### EXERCISE TASK
Starting at the line that contains "Objective | Detect the cab" and continuing through the end of the material, write those lines out again with "cab roof" swapped for "cab door". Change nothing else.

(Source data)
++++++++++

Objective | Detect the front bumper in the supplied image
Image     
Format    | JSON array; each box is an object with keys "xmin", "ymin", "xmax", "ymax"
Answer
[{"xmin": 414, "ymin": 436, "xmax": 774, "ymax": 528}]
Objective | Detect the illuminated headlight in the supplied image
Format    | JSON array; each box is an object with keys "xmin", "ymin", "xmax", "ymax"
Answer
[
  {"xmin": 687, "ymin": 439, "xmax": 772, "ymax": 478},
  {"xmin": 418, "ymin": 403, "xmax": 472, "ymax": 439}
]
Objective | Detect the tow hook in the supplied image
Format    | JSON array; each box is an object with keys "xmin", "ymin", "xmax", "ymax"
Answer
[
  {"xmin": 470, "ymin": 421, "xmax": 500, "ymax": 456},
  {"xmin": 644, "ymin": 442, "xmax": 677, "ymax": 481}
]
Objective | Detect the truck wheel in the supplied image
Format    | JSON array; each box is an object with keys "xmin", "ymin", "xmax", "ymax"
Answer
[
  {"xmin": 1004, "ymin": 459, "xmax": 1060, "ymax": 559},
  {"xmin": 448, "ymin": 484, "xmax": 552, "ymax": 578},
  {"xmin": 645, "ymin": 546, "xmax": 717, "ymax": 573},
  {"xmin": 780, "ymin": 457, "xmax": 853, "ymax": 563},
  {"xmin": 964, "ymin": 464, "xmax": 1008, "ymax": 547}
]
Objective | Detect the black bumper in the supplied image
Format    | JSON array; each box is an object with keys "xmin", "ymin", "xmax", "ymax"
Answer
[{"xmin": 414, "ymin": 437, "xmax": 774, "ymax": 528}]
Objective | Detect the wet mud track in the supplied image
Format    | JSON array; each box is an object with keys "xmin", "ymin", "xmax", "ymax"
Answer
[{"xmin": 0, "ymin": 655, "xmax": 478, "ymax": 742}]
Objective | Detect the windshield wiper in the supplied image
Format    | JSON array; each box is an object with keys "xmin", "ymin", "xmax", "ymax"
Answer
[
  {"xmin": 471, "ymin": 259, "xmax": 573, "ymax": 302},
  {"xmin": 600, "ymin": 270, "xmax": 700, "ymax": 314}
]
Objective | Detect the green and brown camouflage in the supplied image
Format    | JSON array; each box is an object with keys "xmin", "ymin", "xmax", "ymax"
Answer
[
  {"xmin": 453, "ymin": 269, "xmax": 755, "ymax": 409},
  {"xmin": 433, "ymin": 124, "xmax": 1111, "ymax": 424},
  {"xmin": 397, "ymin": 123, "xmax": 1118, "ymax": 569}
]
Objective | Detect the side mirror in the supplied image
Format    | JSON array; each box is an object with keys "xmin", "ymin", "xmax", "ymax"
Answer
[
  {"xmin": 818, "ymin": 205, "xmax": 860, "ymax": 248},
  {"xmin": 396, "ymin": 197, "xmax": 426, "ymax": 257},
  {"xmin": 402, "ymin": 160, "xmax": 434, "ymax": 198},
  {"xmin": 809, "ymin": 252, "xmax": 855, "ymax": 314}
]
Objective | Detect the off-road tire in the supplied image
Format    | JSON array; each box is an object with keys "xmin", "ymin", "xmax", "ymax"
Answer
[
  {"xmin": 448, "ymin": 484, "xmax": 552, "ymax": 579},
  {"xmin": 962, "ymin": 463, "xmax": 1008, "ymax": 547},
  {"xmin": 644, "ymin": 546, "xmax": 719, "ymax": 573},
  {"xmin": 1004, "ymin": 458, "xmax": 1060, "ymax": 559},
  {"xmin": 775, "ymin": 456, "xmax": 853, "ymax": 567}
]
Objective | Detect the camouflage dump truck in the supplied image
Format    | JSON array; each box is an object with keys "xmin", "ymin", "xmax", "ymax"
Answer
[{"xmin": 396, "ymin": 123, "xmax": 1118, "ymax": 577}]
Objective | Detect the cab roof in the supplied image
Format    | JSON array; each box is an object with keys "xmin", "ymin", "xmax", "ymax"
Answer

++++++++++

### RESPONSE
Objective | Detect the cab door in the supplied image
Format    | JSON array; each box is an object with keys "xmin", "ymin", "xmax", "ymax"
Answer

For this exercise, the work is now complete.